**Recorded data**
-----

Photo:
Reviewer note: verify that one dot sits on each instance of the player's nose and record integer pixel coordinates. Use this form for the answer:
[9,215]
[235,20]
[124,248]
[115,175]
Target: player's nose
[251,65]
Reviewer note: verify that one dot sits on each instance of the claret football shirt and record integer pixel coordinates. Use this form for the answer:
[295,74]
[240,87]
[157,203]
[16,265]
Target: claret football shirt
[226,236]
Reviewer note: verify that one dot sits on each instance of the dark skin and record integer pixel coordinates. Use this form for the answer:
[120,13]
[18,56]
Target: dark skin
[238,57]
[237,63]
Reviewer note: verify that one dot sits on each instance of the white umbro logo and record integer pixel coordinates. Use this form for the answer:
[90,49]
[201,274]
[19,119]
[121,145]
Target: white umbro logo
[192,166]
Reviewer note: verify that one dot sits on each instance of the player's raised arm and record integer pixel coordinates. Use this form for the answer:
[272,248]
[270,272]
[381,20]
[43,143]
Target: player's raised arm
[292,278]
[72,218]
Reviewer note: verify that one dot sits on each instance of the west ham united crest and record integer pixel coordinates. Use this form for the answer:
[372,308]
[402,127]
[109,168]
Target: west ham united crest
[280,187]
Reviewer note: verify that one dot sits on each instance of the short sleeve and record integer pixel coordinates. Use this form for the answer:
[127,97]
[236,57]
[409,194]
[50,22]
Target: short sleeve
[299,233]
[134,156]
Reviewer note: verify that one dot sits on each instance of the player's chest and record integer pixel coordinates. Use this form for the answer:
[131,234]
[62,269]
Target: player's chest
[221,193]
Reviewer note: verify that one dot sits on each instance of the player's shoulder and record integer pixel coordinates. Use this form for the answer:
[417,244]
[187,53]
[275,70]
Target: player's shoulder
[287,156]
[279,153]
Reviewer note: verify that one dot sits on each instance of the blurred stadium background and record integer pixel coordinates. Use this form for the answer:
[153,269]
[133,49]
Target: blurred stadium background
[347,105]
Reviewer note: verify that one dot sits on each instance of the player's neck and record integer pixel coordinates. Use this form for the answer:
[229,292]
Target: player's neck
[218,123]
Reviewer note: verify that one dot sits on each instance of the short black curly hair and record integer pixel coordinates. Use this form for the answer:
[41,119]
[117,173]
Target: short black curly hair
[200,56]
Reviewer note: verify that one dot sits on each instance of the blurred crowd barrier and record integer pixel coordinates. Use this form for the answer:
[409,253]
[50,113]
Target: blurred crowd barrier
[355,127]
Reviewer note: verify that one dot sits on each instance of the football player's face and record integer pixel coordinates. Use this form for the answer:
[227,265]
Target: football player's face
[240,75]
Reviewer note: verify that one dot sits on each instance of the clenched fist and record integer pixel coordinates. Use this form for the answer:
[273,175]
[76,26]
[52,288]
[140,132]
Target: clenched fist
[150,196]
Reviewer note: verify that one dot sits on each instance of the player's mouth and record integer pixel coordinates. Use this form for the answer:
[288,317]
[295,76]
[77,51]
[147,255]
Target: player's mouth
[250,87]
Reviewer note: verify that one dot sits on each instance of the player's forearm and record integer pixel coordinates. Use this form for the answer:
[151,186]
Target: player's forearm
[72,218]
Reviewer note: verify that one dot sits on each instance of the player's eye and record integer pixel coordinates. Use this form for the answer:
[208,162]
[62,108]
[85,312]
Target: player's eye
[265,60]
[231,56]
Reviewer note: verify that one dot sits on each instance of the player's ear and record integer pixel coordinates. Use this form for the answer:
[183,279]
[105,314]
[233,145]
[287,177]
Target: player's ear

-----

**Exercise aim**
Could you copy out the data in full, exactly as it is written?

**Answer box**
Photo:
Reviewer note: verify that one dot sits on each instance of the player's nose and record integer pixel coordinates. Use this form for the answer:
[9,215]
[235,20]
[124,248]
[115,175]
Target: player's nose
[251,65]
Reviewer note: verify that one dot sits on each instance of the claret football shirt and record integer pixel coordinates. Use this form for the answer:
[295,74]
[240,87]
[157,203]
[16,265]
Target: claret football shirt
[226,236]
Reviewer note: verify that one dot sits on each instance of the dark skin and record integer pixel coordinates. Use this form for the answer:
[120,13]
[18,56]
Target: dark skin
[238,57]
[237,63]
Reviewer note: verify that one dot sits on each instance of the white umbro logo and record integer pixel coordinates. Use this form for the answer:
[90,49]
[201,274]
[19,119]
[121,145]
Target: white umbro logo
[192,166]
Reviewer note: verify that one dot sits on each instance of the player's raised arm and record integer pixel coordinates. Use this form for the answer:
[272,248]
[270,272]
[381,20]
[43,143]
Target: player's raised arm
[292,278]
[72,218]
Reviewer note: verify that one dot sits on each instance of the west ham united crest and record integer pixel coordinates. Use this form for the answer:
[372,308]
[402,127]
[109,168]
Target: west ham united crest
[280,187]
Reviewer note: verify that one dot sits on each instance of the short sleeve and record integer pixel coordinates. Use this form for the answer:
[127,97]
[236,57]
[409,194]
[50,22]
Target: short sleeve
[299,233]
[134,156]
Reviewer note: verify that one dot sits on each instance of the player's chest and record integer pixel coordinates. Use this form for the answer:
[131,234]
[62,269]
Target: player's chest
[221,193]
Reviewer note: verify that one dot sits on each instance of the player's shoulder and record integer pixel coordinates. Use this form for the answer:
[417,244]
[187,53]
[275,70]
Target: player's shoulder
[287,156]
[279,153]
Reviewer note: verify that one dot sits on each instance of the blurred stadium background and record integer pixel coordinates. Use this form for the answer:
[153,269]
[133,49]
Target: blurred stadium background
[347,105]
Reviewer note: verify that one dot sits on each instance of the player's neck and record integer pixel coordinates. Use this form for the answer:
[229,292]
Target: player's neck
[218,123]
Reviewer note: verify that one dot sits on each instance of the short black curly hair and record integer pixel coordinates. Use this form for the answer:
[41,119]
[117,173]
Target: short black curly hair
[200,56]
Reviewer note: verify that one dot sits on each instance of the blurred crowd barrier and record integer pixel coordinates. Use this form for the answer:
[409,253]
[50,113]
Target: blurred crowd barrier
[355,127]
Reviewer note: verify that one dot sits on each instance of the football player's face and record integer pixel coordinates. Use this form for the answer:
[227,265]
Target: football player's face
[240,75]
Reviewer note: verify that one dot sits on each instance of the clenched fist and record integer pixel coordinates. Use this form for the answer:
[273,175]
[76,26]
[52,288]
[140,132]
Target: clenched fist
[150,196]
Reviewer note: verify that one dot sits on each instance of the player's mouth and record integer pixel coordinates. Use this form for the answer:
[288,317]
[295,76]
[77,51]
[147,255]
Target: player's mouth
[250,87]
Reviewer note: verify that one dot sits on each instance of the player's forearm and record integer pixel coordinates. Use this form for the answer:
[151,186]
Target: player's forearm
[72,218]
Reviewer note: verify that one dot sits on each instance of the player's eye and record integer pixel coordinates. Use this form for the answer:
[208,162]
[62,108]
[85,312]
Target: player's eye
[265,60]
[231,56]
Reviewer note: verify that one dot sits on each instance of the player's ear and record integer pixel coordinates. Use this form for the answer:
[183,279]
[105,314]
[233,145]
[287,177]
Target: player's ear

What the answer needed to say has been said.